----- 추출된 정보
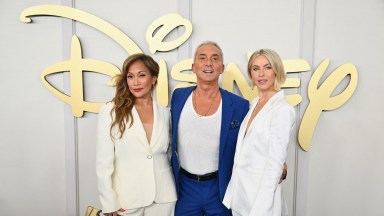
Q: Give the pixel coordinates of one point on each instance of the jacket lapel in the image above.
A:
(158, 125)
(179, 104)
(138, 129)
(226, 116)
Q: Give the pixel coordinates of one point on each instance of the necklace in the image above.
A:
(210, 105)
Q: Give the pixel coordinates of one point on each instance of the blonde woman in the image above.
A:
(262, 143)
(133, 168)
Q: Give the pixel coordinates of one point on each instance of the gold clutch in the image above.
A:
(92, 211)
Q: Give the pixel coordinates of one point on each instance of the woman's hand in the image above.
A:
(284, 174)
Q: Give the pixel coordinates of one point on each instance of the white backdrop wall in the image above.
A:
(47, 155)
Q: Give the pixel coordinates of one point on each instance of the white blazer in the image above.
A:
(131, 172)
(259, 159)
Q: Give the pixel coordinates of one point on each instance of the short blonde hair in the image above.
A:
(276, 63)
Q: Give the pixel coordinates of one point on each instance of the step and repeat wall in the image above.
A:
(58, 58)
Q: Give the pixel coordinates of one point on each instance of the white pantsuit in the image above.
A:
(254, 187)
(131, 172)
----------
----- 추출된 정보
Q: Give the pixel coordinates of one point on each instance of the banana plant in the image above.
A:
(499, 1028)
----------
# 문제 지시
"plant in the image above."이(가) 있는 행부터 "(499, 1028)"이(가) 있는 행까지를 다시 쓰되, "banana plant"을(를) "palm tree"(으)로 바꾸고 나머지는 그대로 두시오.

# 과제 결과
Q: Give the pixel coordinates of one point on each instance of the palm tree in the image above.
A:
(499, 1028)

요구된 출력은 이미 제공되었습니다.